§ Permintaan Tertulis 1:
Tolong jawab pertanyaan berikut berdasarkan teks tentang penangkapan mahasiswa Undip, dengan jawaban bertanda sama:
(a) Pada tanggal berapa dua mahasiswa Undip ditangkap kembali oleh aparat kepolisian?
(b) Pasal KUHP apa saja yang dikenakan kepada keduanya?
(c) Apa jabatan Fathul Munif menurut teks?
§ Permintaan Tertulis 2: Lanjutkan teks tentang penangkapan mahasiswa Undip, mulai setelah kalimat terakhirnya.

§ Kutipan Teks:
|---|

Topswara.com -- Pada peringatan Hari Buruh Internasional (May Day), aksi demonstrasi digelar serentak di berbagai kota besar Indonesia, termasuk Semarang. Dua mahasiswa Universitas Diponegoro (Undip), RAS (FISIP) dan RES (FPIK), kembali ditangkap secara paksa oleh aparat kepolisian pada 13 Mei 2025 tanpa surat panggilan resmi.
Penangkapan ini merupakan buntut dari aksi May Day yang diselenggarakan di depan kantor Gubernur dan DPRD Jawa Tengah, dimana sebelumnya enam demonstran telah lebih dulu ditetapkan sebagai tersangka pada Kamis, 1 Mei 2025 (Tribun Jateng, 4/5/2025).
Keduanya dijerat Pasal 333 dan 170 KUHP atas dugaan penyanderaan terhadap anggota intel Polda Jateng, Brigadir Eka.
Namun menurut saksi, mereka justru melindungi aparat tersebut dari amukan massa. Sebagaimana disampaikan oleh Koordinator Aksi Kamisan Semarang, Fathul Munif, tindakan aparat dinilai sebagai pelanggaran hukum dan bentuk kriminalisasi gerakan mahasiswa.
Dugaan kriminalisasi makin menguat setelah beredar identitas pribadi mereka (doxing) melalui akun anonim di media sosial (Media Indonesia, 14/5/2025; Metro TV, 15/5/2025).
Peristiwa ini mencerminkan adanya ketimpangan antara prinsip demokrasi yang menjamin kebebasan berekspresi dengan praktik represif oleh aparat negara. Di satu sisi menjanjikan kebebasan berpendapat, di sisi lain justru menindas suara-suara yang kritis terhadap negara.

|---|

§ Bagian Data:
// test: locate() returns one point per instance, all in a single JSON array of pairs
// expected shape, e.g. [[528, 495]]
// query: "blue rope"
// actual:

|---|

§ Jawaban Tugas 1:
(a) 13 Mei 2025.
(b) Pasal 333 dan 170 KUHP.
(c) Koordinator Aksi Kamisan Semarang.

§ Jawaban Tugas 2:
Penangkapan tanpa prosedur sah adalah tindakan represif yang menciderai prinsip hak asasi manusia dan mengancam ruang sipil yang bebas. Hal ini menunjukkan lemahnya perlindungan hukum terhadap rakyat.
Selain itu, akar dari konflik ini tidak terlepas dari sistem kapitalisme yang masih bercokol, di mana buruh diposisikan hanya sebagai alat produksi, bukan manusia yang memiliki hak atas kesejahteraan.
Ketika rakyat, termasuk mahasiswa, menuntut keadilan sosial, negara justru merespons dengan represi, bukan penyelesaian akar masalah.
Kebebasan berpendapat dalam Islam dijamin selama tidak bertentangan dengan syariat. Kritik terhadap penguasa atau sistem yang zalim bahkan menjadi bagian dari amar ma’ruf nahi mungkar. Rasulullah bersabda:
"Sebaik-baik jihad adalah menyampaikan kebenaran di hadapan penguasa yang zalim." (HR. Abu Dawud dan Tirmidzi)
Dalam sistem hukum Islam, tidak dibenarkan adanya penangkapan atau penahanan tanpa proses yang syar’i, yakni bukti yang valid, saksi yang adil, dan prosedur peradilan yang transparan. Islam tidak membenarkan intimidasi, kriminalisasi, atau penyalahgunaan wewenang terhadap rakyat yang menasihati penguasa.
Konsep hukuman dalam islam tidak semata-mata untuk menghukum, tetapi dibangun di atas dua asas utama yang adil dan penuh rahmat yaitu zawajir dan jawabir.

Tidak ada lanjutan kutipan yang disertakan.